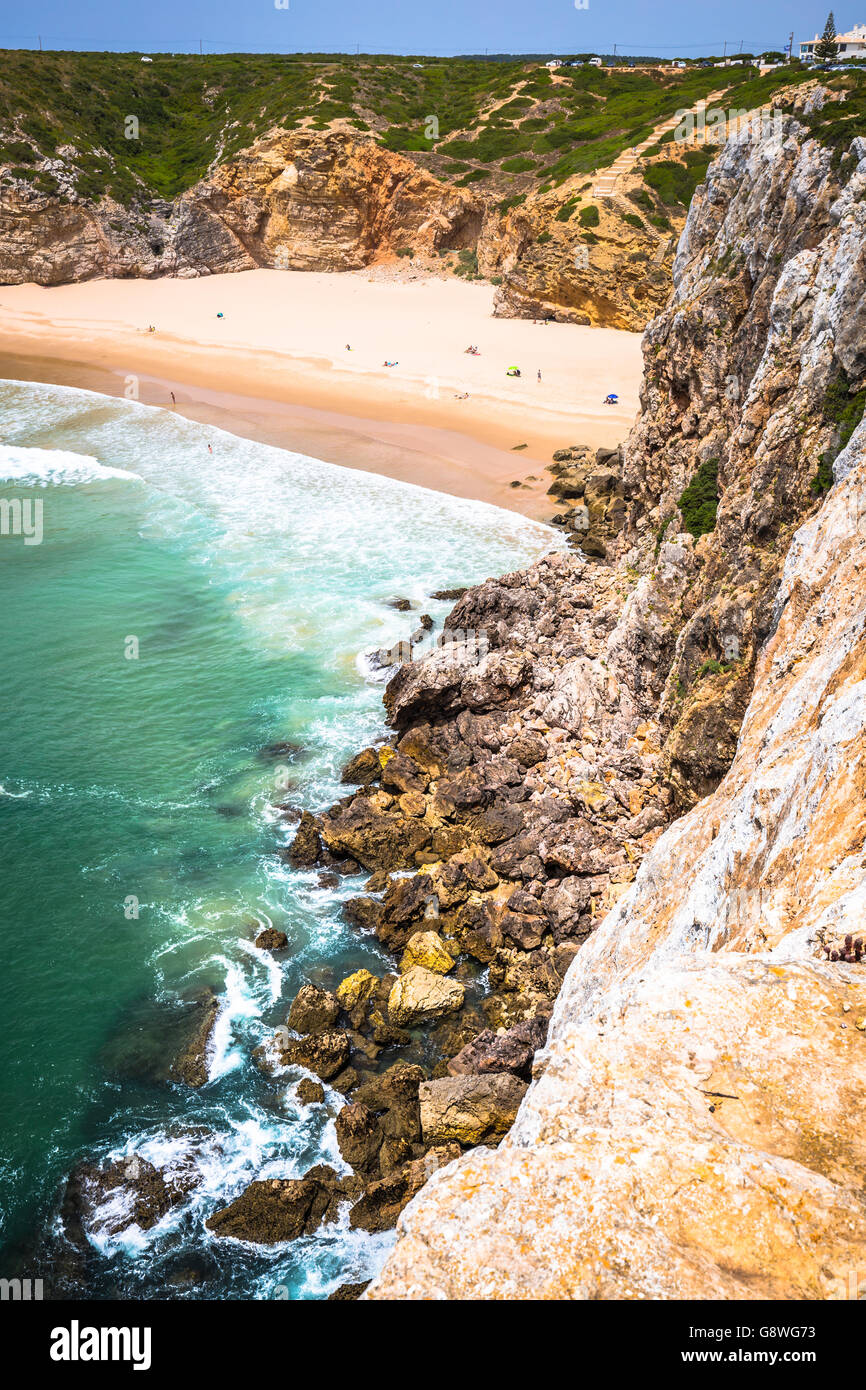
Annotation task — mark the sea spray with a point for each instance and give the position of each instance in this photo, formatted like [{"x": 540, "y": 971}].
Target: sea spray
[{"x": 252, "y": 578}]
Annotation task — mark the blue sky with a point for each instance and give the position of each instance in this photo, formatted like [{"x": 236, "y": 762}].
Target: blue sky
[{"x": 435, "y": 27}]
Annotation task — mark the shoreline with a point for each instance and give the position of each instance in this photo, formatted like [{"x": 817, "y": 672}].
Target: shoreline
[
  {"x": 445, "y": 460},
  {"x": 407, "y": 426}
]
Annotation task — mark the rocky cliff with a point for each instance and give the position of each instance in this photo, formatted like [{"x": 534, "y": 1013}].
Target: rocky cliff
[
  {"x": 303, "y": 200},
  {"x": 692, "y": 1125}
]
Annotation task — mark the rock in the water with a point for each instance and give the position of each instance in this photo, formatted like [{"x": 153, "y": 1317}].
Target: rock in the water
[
  {"x": 421, "y": 994},
  {"x": 313, "y": 1009},
  {"x": 427, "y": 950},
  {"x": 491, "y": 1051},
  {"x": 191, "y": 1062},
  {"x": 309, "y": 1091},
  {"x": 271, "y": 940},
  {"x": 469, "y": 1109},
  {"x": 278, "y": 1208},
  {"x": 306, "y": 845},
  {"x": 324, "y": 1054},
  {"x": 359, "y": 1136},
  {"x": 356, "y": 988}
]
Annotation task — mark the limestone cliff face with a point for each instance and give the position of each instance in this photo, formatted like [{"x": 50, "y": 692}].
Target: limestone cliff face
[
  {"x": 692, "y": 1127},
  {"x": 305, "y": 200},
  {"x": 751, "y": 377},
  {"x": 617, "y": 280}
]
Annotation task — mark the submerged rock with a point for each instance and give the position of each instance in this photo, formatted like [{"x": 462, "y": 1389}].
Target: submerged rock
[{"x": 281, "y": 1208}]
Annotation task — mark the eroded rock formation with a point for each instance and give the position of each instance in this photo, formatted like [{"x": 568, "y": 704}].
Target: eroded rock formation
[
  {"x": 692, "y": 1127},
  {"x": 303, "y": 200}
]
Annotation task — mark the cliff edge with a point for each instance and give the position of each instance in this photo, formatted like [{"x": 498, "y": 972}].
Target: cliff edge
[{"x": 692, "y": 1125}]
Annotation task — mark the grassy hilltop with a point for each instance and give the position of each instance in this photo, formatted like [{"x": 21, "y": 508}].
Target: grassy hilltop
[{"x": 509, "y": 127}]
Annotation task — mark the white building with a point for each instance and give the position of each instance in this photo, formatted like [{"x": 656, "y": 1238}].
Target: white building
[{"x": 847, "y": 45}]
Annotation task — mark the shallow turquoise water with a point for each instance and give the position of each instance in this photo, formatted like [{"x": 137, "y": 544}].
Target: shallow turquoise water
[{"x": 252, "y": 580}]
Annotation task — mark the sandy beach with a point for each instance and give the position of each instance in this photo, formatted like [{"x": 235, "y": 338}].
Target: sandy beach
[{"x": 298, "y": 360}]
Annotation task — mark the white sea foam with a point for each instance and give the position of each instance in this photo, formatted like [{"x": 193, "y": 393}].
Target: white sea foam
[{"x": 56, "y": 467}]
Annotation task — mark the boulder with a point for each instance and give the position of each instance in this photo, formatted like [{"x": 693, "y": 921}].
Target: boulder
[
  {"x": 374, "y": 837},
  {"x": 420, "y": 995},
  {"x": 394, "y": 1098},
  {"x": 363, "y": 769},
  {"x": 356, "y": 988},
  {"x": 359, "y": 1136},
  {"x": 313, "y": 1009},
  {"x": 427, "y": 950},
  {"x": 312, "y": 1093},
  {"x": 189, "y": 1064},
  {"x": 489, "y": 1052},
  {"x": 280, "y": 1208},
  {"x": 469, "y": 1109},
  {"x": 306, "y": 845},
  {"x": 271, "y": 940},
  {"x": 324, "y": 1054}
]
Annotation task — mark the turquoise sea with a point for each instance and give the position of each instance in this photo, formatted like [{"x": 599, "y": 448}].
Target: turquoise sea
[{"x": 184, "y": 610}]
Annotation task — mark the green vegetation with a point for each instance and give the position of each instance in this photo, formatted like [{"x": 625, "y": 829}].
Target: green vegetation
[
  {"x": 699, "y": 501},
  {"x": 676, "y": 182},
  {"x": 456, "y": 116},
  {"x": 843, "y": 410},
  {"x": 467, "y": 264}
]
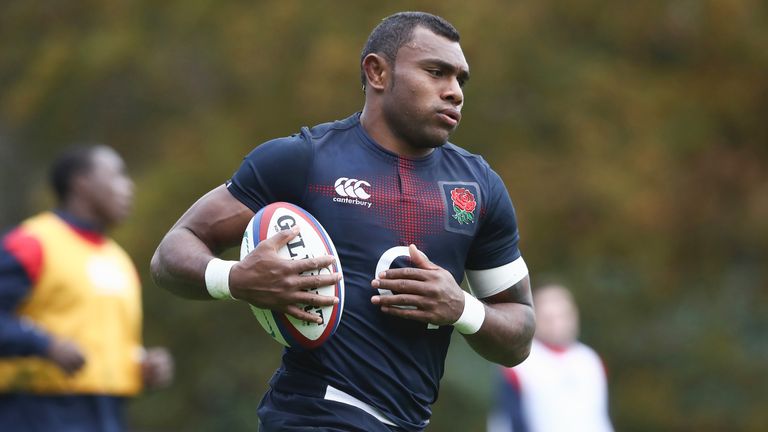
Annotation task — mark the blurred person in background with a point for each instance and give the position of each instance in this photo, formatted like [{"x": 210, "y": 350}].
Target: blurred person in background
[
  {"x": 70, "y": 306},
  {"x": 561, "y": 386}
]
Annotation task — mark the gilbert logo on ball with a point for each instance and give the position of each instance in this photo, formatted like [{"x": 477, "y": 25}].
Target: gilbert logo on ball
[{"x": 311, "y": 241}]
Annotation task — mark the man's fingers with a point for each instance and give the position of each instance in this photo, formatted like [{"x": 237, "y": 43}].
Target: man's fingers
[
  {"x": 401, "y": 286},
  {"x": 410, "y": 273},
  {"x": 419, "y": 258},
  {"x": 281, "y": 239},
  {"x": 315, "y": 300},
  {"x": 309, "y": 282},
  {"x": 315, "y": 263}
]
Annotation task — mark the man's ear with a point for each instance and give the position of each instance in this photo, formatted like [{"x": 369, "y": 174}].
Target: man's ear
[{"x": 377, "y": 71}]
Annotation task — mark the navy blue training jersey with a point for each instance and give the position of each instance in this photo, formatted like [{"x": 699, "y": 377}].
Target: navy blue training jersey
[{"x": 450, "y": 204}]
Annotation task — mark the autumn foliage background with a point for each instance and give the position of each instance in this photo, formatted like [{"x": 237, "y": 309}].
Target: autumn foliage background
[{"x": 632, "y": 136}]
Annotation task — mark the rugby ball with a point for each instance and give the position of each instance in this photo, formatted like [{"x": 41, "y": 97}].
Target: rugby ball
[{"x": 311, "y": 241}]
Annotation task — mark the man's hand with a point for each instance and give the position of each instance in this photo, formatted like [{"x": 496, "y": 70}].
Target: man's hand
[
  {"x": 268, "y": 281},
  {"x": 66, "y": 354},
  {"x": 427, "y": 286},
  {"x": 157, "y": 368}
]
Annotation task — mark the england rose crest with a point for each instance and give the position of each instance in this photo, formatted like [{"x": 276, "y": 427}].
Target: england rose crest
[{"x": 464, "y": 205}]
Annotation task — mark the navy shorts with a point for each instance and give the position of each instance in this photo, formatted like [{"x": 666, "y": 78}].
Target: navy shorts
[{"x": 293, "y": 404}]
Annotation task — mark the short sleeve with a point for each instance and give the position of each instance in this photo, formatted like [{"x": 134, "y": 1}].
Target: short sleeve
[
  {"x": 274, "y": 171},
  {"x": 496, "y": 243}
]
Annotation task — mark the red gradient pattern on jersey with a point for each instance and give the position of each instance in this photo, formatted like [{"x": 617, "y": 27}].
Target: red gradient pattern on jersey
[{"x": 402, "y": 202}]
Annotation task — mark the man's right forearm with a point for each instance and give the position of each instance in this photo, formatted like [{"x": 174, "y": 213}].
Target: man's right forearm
[{"x": 179, "y": 262}]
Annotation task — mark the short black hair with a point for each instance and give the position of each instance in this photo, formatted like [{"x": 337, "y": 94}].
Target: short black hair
[
  {"x": 396, "y": 30},
  {"x": 72, "y": 162}
]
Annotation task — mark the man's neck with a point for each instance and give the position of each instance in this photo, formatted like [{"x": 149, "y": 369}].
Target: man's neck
[{"x": 376, "y": 127}]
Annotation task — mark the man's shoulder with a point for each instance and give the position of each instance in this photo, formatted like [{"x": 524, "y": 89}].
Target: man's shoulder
[
  {"x": 323, "y": 129},
  {"x": 453, "y": 150}
]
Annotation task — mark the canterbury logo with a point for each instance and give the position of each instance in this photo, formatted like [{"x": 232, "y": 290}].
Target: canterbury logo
[{"x": 352, "y": 188}]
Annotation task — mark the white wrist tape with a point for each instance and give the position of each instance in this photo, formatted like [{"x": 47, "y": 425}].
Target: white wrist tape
[
  {"x": 472, "y": 317},
  {"x": 217, "y": 278}
]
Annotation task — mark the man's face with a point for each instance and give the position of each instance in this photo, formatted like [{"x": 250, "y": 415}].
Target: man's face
[
  {"x": 557, "y": 320},
  {"x": 423, "y": 103},
  {"x": 108, "y": 189}
]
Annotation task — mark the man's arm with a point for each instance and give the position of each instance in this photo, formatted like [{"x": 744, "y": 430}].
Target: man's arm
[
  {"x": 21, "y": 259},
  {"x": 217, "y": 222},
  {"x": 507, "y": 329}
]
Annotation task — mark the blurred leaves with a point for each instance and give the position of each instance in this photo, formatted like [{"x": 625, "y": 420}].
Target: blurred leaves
[{"x": 632, "y": 137}]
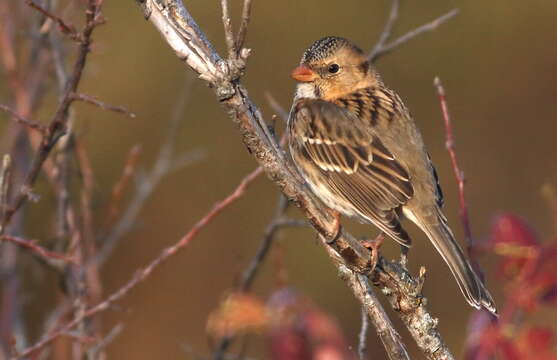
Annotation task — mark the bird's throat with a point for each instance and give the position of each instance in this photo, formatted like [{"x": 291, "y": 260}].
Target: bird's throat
[{"x": 307, "y": 91}]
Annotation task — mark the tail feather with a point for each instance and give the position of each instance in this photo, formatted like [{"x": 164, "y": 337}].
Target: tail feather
[{"x": 444, "y": 242}]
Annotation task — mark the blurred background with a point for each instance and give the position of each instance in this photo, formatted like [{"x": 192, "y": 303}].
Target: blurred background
[{"x": 497, "y": 60}]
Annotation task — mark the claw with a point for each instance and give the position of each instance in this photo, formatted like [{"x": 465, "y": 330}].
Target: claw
[
  {"x": 404, "y": 257},
  {"x": 336, "y": 226},
  {"x": 373, "y": 246}
]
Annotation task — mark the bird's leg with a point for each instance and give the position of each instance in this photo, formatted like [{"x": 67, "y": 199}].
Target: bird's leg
[
  {"x": 336, "y": 226},
  {"x": 404, "y": 250},
  {"x": 373, "y": 246}
]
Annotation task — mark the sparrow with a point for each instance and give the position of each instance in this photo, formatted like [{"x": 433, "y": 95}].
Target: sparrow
[{"x": 357, "y": 147}]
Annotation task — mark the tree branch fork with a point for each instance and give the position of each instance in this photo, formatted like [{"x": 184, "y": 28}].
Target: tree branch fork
[{"x": 352, "y": 260}]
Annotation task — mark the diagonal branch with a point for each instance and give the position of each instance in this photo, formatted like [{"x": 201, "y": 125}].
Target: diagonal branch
[
  {"x": 383, "y": 48},
  {"x": 145, "y": 272},
  {"x": 181, "y": 32}
]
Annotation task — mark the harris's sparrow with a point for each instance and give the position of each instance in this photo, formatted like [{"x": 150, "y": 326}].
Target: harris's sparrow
[{"x": 358, "y": 148}]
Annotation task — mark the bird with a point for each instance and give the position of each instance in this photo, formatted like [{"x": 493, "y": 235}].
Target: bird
[{"x": 358, "y": 149}]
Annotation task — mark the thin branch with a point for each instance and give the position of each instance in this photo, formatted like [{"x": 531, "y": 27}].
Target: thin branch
[
  {"x": 242, "y": 32},
  {"x": 32, "y": 246},
  {"x": 228, "y": 31},
  {"x": 387, "y": 48},
  {"x": 165, "y": 163},
  {"x": 56, "y": 127},
  {"x": 130, "y": 167},
  {"x": 362, "y": 336},
  {"x": 362, "y": 289},
  {"x": 4, "y": 186},
  {"x": 386, "y": 34},
  {"x": 459, "y": 174},
  {"x": 348, "y": 255},
  {"x": 277, "y": 223},
  {"x": 94, "y": 101},
  {"x": 31, "y": 124},
  {"x": 64, "y": 27},
  {"x": 142, "y": 274}
]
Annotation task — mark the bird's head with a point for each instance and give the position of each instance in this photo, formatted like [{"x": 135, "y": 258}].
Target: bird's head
[{"x": 332, "y": 67}]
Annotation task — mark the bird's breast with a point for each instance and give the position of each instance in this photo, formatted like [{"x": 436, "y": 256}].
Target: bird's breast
[{"x": 306, "y": 91}]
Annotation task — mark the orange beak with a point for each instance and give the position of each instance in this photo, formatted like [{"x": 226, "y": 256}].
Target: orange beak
[{"x": 303, "y": 74}]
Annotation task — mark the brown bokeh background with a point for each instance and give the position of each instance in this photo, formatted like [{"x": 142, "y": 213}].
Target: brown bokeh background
[{"x": 497, "y": 60}]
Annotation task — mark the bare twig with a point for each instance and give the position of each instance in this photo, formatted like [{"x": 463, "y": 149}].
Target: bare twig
[
  {"x": 32, "y": 246},
  {"x": 64, "y": 27},
  {"x": 242, "y": 32},
  {"x": 362, "y": 289},
  {"x": 386, "y": 34},
  {"x": 278, "y": 222},
  {"x": 117, "y": 193},
  {"x": 388, "y": 47},
  {"x": 459, "y": 174},
  {"x": 350, "y": 257},
  {"x": 142, "y": 274},
  {"x": 362, "y": 336},
  {"x": 56, "y": 126},
  {"x": 31, "y": 124},
  {"x": 4, "y": 186},
  {"x": 94, "y": 101},
  {"x": 107, "y": 340},
  {"x": 228, "y": 31},
  {"x": 165, "y": 163}
]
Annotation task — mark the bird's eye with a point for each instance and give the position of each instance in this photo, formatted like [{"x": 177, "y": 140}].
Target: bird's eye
[{"x": 333, "y": 68}]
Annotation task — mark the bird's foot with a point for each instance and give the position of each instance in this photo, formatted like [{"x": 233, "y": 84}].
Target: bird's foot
[
  {"x": 404, "y": 257},
  {"x": 373, "y": 246},
  {"x": 336, "y": 226}
]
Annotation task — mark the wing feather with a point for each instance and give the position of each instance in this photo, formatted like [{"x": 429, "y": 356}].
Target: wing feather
[{"x": 357, "y": 167}]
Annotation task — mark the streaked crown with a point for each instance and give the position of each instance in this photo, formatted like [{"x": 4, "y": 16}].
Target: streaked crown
[{"x": 325, "y": 47}]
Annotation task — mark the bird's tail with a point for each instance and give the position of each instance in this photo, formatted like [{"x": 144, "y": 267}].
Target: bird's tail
[{"x": 443, "y": 239}]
+-------+
## INSTRUCTIONS TO FOLLOW:
Copy exactly, and only, the lines from the one containing "Annotation task — mark the orange" through the last line of the listing.

## RESULT OF THIS EXERCISE:
Annotation task — mark the orange beak with a point for each instance and give the position of each instance in this photo, formatted like [{"x": 226, "y": 256}].
Target: orange beak
[{"x": 303, "y": 74}]
Annotation task — mark the brown bokeh background with a point for each instance and give the position of each instance in this photo, formatted like [{"x": 142, "y": 213}].
Target: brown bokeh background
[{"x": 497, "y": 60}]
Annotation task — mark the bare twig with a point for each instance and give the position of each instance in this photo, formatted like [{"x": 463, "y": 149}].
Target: bare twig
[
  {"x": 32, "y": 246},
  {"x": 64, "y": 27},
  {"x": 242, "y": 32},
  {"x": 362, "y": 289},
  {"x": 386, "y": 34},
  {"x": 278, "y": 222},
  {"x": 117, "y": 193},
  {"x": 388, "y": 47},
  {"x": 459, "y": 174},
  {"x": 350, "y": 257},
  {"x": 142, "y": 274},
  {"x": 362, "y": 336},
  {"x": 56, "y": 126},
  {"x": 31, "y": 124},
  {"x": 4, "y": 186},
  {"x": 94, "y": 101},
  {"x": 107, "y": 340},
  {"x": 228, "y": 31},
  {"x": 165, "y": 163}
]
Annotation task — mark the bird's eye with a point for each instance and give the position of each instance in this photo, formatted like [{"x": 177, "y": 140}].
Target: bird's eye
[{"x": 333, "y": 68}]
Annotation task — mark the bird's foot with a point for each instance and give the position of each instance in this photo, formatted like [{"x": 233, "y": 84}].
Target: bird's foot
[
  {"x": 404, "y": 257},
  {"x": 373, "y": 246},
  {"x": 336, "y": 226}
]
Annotation task — mark the wing feather with a point for each instance and give the position of each instance in this photo, formatted like [{"x": 429, "y": 356}].
Target: wing feather
[{"x": 357, "y": 167}]
Annotation task — mark the streaked crown with a point for each instance and give the position of each instance in this photo, formatted like [{"x": 4, "y": 16}].
Target: streaked crown
[{"x": 325, "y": 47}]
Annotation task — mark the bird's tail with a point for each instance and give the position of each instance in this photo, formatted like [{"x": 144, "y": 267}].
Target: bird's tail
[{"x": 443, "y": 239}]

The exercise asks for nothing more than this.